> **What you are asked to do**: Top to bottom, give the entries again exactly as written.

[Stored data entries]
------

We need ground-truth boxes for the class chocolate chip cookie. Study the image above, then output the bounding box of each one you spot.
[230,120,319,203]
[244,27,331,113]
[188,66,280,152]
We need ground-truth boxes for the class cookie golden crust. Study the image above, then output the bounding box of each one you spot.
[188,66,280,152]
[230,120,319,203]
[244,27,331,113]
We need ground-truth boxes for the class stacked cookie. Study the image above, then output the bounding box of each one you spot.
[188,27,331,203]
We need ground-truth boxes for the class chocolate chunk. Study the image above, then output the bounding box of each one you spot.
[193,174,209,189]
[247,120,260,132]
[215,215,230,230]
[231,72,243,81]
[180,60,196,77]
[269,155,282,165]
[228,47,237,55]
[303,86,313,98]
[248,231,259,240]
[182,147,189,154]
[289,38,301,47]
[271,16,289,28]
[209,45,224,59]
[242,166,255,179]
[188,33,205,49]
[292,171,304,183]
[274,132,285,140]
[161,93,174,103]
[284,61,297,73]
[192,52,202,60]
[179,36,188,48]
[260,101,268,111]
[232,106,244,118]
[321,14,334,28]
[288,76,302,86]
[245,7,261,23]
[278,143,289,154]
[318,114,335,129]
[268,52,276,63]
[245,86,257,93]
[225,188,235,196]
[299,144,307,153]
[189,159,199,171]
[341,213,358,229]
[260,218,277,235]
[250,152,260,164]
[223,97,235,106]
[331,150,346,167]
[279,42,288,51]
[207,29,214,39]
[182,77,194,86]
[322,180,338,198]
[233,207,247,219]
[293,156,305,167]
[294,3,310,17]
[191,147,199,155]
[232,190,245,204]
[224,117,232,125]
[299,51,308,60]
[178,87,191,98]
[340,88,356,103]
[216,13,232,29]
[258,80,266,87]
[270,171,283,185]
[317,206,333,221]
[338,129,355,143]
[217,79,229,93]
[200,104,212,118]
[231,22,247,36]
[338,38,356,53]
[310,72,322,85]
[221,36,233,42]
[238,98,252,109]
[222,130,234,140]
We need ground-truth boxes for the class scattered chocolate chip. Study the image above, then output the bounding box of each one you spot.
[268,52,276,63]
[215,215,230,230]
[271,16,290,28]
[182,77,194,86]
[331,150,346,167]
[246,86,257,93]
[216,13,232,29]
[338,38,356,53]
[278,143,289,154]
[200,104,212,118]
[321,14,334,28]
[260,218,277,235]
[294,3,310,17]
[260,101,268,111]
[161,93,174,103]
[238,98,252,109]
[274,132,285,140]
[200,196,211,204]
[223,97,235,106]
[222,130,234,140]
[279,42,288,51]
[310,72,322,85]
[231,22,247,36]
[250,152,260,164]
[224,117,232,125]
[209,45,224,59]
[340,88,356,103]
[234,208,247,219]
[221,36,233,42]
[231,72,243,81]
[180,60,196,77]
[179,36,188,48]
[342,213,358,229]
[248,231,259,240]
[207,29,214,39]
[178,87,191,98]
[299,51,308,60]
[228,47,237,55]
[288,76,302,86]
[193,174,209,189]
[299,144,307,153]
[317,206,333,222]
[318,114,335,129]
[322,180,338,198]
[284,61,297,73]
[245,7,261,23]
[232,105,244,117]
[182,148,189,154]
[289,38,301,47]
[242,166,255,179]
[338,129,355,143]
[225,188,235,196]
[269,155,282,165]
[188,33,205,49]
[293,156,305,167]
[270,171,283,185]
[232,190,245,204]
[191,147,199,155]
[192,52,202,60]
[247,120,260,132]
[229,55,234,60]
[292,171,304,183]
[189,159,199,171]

------

> **Solution for this task**:
We need ground-truth boxes for the class chocolate chip cookie. Study the image above, then output the bounding box of each one you spot.
[230,120,319,203]
[244,27,331,113]
[188,66,280,152]
We need ground-truth boxes for the class cookie golden crust. Study the image above, then output the bounding box of each one you spot.
[188,66,280,152]
[230,120,319,203]
[244,27,331,113]
We need ground-truth boxes for the class stacked cookie. Study the image above, then output the bounding box of each one you spot.
[188,27,331,203]
We need ground-truth boxes for the class chocolate chunk. Study the image above, then output the bounding box of each one you spot.
[193,174,209,189]
[247,120,260,132]
[215,215,230,230]
[231,72,243,81]
[180,60,196,77]
[269,155,282,165]
[228,47,237,55]
[303,86,313,98]
[248,231,259,240]
[182,147,189,154]
[289,38,301,47]
[271,16,289,28]
[209,45,224,59]
[242,166,255,179]
[188,33,205,49]
[292,171,304,183]
[274,132,285,140]
[161,93,174,103]
[284,61,297,73]
[192,52,202,60]
[179,36,188,48]
[260,101,268,111]
[232,106,244,118]
[321,14,334,28]
[288,76,302,86]
[245,7,261,23]
[278,143,289,154]
[318,114,335,129]
[268,52,276,63]
[245,86,257,93]
[225,188,235,196]
[299,144,307,153]
[189,159,199,171]
[341,213,358,229]
[260,218,277,235]
[250,152,260,164]
[223,97,235,106]
[331,150,346,167]
[279,42,288,51]
[207,29,214,39]
[182,77,194,86]
[322,180,338,198]
[233,207,247,219]
[293,156,305,167]
[294,3,310,17]
[191,147,199,155]
[232,190,245,204]
[224,117,232,125]
[299,51,308,60]
[178,87,191,98]
[340,88,356,103]
[216,13,232,29]
[258,80,266,87]
[270,171,283,185]
[317,206,333,221]
[338,129,355,143]
[217,79,229,93]
[200,104,212,118]
[231,22,247,36]
[338,38,356,53]
[310,72,322,85]
[221,36,233,42]
[238,98,252,109]
[222,130,234,140]
We need ground-truth boxes for the class scattered chocolate chip. Study the image above, then output the bounding box of each one you spot.
[268,52,276,63]
[215,215,230,230]
[271,16,290,28]
[182,77,194,86]
[331,150,346,167]
[246,86,257,93]
[216,13,232,29]
[338,38,356,53]
[278,143,289,154]
[200,104,212,118]
[321,14,334,28]
[260,218,277,235]
[294,3,310,17]
[260,101,268,111]
[161,93,174,103]
[238,98,252,109]
[274,132,285,140]
[200,196,211,204]
[223,97,235,106]
[222,130,234,140]
[279,42,288,51]
[310,72,322,85]
[231,22,247,36]
[250,152,260,164]
[224,117,232,125]
[209,45,224,59]
[340,88,356,103]
[234,208,247,219]
[221,36,233,42]
[231,72,243,81]
[180,60,196,77]
[179,36,188,48]
[342,213,358,229]
[248,231,259,240]
[207,29,214,39]
[178,87,191,98]
[299,51,308,60]
[228,47,237,55]
[288,76,302,86]
[193,174,209,189]
[299,144,307,153]
[317,206,333,222]
[318,114,335,129]
[322,180,338,198]
[284,61,297,73]
[245,7,261,23]
[232,105,244,117]
[182,148,189,154]
[289,38,301,47]
[242,166,255,179]
[338,129,355,143]
[225,188,235,196]
[269,155,282,165]
[188,33,205,49]
[293,156,305,167]
[270,171,283,185]
[232,190,245,204]
[191,147,199,155]
[192,52,202,60]
[247,120,260,132]
[229,55,234,60]
[292,171,304,183]
[189,159,199,171]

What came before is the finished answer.